> **課題一覧**:
a: 富士山すべり台の記事に照らして、次の(i)〜(iii)がそれぞれ内容と一致するかを「はい」か「いいえ」で答えなさい。判断の決め手となった本文の語句もそのまま引用すること。
(i) 牛田さんは愛知県津島市に住んでいる。
(ii) 牛田さんは写真撮影を本業としている。
(iii) 牛田さんが富士山すべり台を撮り始めたのは30歳のときである。
b: 富士山すべり台の記事の冒頭では、富士山の撮影には真夏がもっとも適しているとされている。その理由を1〜3文で説明しなさい。
c: 富士山すべり台の記事の続きを、本文の最後の一文に続けて書きなさい。

:: 抽出本文

「富士山すべり台」を愛しすぎた男…名古屋発「公園遊具」の不思議な世界
「富士山を撮影するのにもっとも適した季節は、真夏です。太陽の位置が高く、お昼は太陽が真上にくる。撮影すると、画像の発色がとてもきれいなんです」
そう語るのは愛知県津島市に住む牛田吉幸(うしだ よしゆき)さん(48歳)。牛田さんは食品製造業に従事しながら、富士山の撮影をライフワークとしています。
富士は日本一の山。富士山を愛し、四季折々の表情を愛でるカメラ趣味人はたくさんいます。しかし! 牛田さんが撮影しているのは、あの世界に誇る名峰ではありません。彼がレンズを向けているのは、児童公園にそびえたつ、コンクリート製の「富士山すべり台」なのです。
猛暑をものともせず撮影に奔走する、日本でおそらくたったひとりの「富士山すべり台ウオッチャー」。なぜ、そこまで街なかの富士山を愛するのか。その理由を訊ねました。
児童公園の「富士山すべり台」を撮影し続けて18年
――牛田さんが公園遊具である「富士山すべり台」を撮影し始めたのは、おいくつですか?
牛田:30歳です。何の気なしにふと名古屋市内の児童公園に立ち寄ったとき、富士山がそびえているのが、なぜか気になったんです。「これって、どこにでもあるのだろうか?」と。それで、ほかの公園も見てまわると、やはりそこにも富士山がある。しかもどれも微妙に色あいや造形が違っていた。「これは被写体として面白いな」と思い、それ以来18年間、名古屋を中心に、さまざまな街へ富士山を撮りに出かけています。
――すべり台の撮影を18年間も! それはすごいですね。

::::
:: 資料抜粋

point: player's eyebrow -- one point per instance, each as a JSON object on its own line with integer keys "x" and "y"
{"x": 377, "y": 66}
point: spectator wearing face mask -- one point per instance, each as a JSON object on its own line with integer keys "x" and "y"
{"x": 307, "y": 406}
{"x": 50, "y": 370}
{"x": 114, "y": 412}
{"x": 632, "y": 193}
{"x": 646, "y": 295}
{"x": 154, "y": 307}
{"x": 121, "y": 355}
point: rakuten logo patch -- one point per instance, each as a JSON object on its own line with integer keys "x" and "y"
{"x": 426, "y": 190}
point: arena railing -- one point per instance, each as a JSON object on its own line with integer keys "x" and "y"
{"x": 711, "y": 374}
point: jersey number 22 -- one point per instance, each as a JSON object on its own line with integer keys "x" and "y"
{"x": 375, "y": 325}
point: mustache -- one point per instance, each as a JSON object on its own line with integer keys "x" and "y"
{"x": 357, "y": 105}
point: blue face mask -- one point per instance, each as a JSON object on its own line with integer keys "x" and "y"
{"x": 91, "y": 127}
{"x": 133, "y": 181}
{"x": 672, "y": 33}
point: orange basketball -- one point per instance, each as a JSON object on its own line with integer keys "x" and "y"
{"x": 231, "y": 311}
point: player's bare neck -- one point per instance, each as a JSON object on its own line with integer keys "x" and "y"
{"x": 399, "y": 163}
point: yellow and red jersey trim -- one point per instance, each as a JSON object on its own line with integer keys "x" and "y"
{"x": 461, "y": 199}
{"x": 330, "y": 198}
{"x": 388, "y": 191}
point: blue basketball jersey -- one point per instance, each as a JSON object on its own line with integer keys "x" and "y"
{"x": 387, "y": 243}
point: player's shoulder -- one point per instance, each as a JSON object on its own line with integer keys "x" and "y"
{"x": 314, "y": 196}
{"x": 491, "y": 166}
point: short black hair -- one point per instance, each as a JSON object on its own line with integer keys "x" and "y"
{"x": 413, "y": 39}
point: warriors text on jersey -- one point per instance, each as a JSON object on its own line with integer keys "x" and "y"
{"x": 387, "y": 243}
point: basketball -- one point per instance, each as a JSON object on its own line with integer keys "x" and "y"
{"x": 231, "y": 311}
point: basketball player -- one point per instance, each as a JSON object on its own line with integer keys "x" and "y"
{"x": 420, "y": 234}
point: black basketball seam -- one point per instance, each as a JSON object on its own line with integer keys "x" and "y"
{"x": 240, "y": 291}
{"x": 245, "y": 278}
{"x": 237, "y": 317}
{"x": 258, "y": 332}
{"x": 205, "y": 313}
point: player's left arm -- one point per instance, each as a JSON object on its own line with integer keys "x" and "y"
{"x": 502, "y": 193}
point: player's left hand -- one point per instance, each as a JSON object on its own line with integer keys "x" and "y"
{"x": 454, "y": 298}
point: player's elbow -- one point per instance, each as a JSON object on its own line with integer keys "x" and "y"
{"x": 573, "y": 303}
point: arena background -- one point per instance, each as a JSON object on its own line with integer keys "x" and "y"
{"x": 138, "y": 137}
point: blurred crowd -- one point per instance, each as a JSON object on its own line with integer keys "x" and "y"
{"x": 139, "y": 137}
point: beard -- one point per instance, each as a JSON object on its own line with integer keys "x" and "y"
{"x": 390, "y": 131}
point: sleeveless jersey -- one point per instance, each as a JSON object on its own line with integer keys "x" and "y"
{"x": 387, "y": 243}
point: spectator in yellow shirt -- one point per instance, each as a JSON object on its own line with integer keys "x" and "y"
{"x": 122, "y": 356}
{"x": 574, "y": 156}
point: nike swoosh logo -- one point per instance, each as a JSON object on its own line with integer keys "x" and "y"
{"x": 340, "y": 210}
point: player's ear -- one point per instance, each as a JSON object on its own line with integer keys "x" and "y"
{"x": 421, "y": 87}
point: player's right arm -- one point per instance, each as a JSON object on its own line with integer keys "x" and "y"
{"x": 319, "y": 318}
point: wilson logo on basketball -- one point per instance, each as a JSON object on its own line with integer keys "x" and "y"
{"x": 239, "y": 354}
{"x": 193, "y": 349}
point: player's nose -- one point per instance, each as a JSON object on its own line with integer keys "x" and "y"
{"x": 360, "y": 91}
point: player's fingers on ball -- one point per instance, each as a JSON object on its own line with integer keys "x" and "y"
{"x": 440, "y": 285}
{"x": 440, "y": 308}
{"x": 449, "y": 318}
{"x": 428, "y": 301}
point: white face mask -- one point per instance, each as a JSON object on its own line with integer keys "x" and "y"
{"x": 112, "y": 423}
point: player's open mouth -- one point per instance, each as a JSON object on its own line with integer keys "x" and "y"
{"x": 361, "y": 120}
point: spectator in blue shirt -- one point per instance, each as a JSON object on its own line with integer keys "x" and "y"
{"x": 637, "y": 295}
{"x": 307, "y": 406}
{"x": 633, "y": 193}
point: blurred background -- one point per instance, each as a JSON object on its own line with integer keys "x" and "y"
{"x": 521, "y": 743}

::::
:: 資料抜粋

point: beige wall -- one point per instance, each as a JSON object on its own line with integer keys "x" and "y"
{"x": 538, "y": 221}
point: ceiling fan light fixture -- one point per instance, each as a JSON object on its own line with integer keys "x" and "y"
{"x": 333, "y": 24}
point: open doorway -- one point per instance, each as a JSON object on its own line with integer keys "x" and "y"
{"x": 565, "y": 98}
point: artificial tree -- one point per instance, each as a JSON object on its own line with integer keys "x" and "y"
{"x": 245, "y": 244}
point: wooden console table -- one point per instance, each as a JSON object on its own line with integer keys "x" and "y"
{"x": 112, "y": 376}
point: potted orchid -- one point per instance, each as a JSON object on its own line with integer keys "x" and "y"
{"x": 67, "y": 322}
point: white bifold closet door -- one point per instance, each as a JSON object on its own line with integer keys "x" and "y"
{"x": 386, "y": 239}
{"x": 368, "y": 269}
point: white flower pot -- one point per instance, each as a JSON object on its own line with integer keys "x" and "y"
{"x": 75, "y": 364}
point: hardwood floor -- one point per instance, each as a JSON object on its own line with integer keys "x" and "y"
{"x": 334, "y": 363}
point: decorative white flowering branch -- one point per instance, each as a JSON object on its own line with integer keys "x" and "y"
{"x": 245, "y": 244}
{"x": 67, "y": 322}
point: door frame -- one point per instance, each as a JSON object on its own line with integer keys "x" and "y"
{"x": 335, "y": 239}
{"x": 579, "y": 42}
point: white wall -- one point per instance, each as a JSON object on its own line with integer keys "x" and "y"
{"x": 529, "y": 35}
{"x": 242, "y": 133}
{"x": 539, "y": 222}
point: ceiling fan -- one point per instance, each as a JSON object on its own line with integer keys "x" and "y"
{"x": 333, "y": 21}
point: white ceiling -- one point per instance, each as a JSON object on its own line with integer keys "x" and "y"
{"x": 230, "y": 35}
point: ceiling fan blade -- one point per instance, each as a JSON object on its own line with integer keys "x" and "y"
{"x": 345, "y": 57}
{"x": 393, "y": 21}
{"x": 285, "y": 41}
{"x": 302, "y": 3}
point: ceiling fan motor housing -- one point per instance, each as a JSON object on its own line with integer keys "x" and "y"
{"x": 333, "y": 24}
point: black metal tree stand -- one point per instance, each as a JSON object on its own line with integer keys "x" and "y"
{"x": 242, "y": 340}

::::

> **各課題の解答**:
a:
(i) はい。「愛知県津島市に住む牛田吉幸(うしだ よしゆき)さん(48歳)」
(ii) いいえ。「食品製造業に従事しながら、富士山の撮影をライフワークとしています」
(iii) はい。「30歳です。」

b: 真夏は太陽の位置が高く、お昼には太陽が真上にくる。そのため、撮影した画像の発色がとてもきれいになるからである。

c:
牛田:私は一度はじめたらやめられないタイプなんです。最初は単なる衝動だったんですけれど、枚数が増えれば増えるほどおもしろくなり、愛着が湧いてきました。
撮影にふさわしいのは猛暑日。理由は「暑すぎて人がいないから」
――撮影にふさわしい日って、あるんですか?
牛田:気温が35度を超える真夏の快晴の日です。理由ですか? 暑すぎて「公園から人がいなくなるから」なんです。遊具なので、なかなか無人状態の写真が撮れない。だから猛暑日はシャッターチャンス。「今日はめちゃめちゃ暑いな。よし、出かけよう!」って、1日20か所くらい、車でまわります。
――今年の東海地方は記録に残る酷暑だったのに……。お身体は大丈夫ですか?
牛田:もう汗だくです。さすがに水分をたくさん摂らないと身体がもちません。なので車に水をたくさん積んで。
実際にすべってみないと富士山の質感はわからない
――富士山すべり台は、やっぱりすべってみるんですか?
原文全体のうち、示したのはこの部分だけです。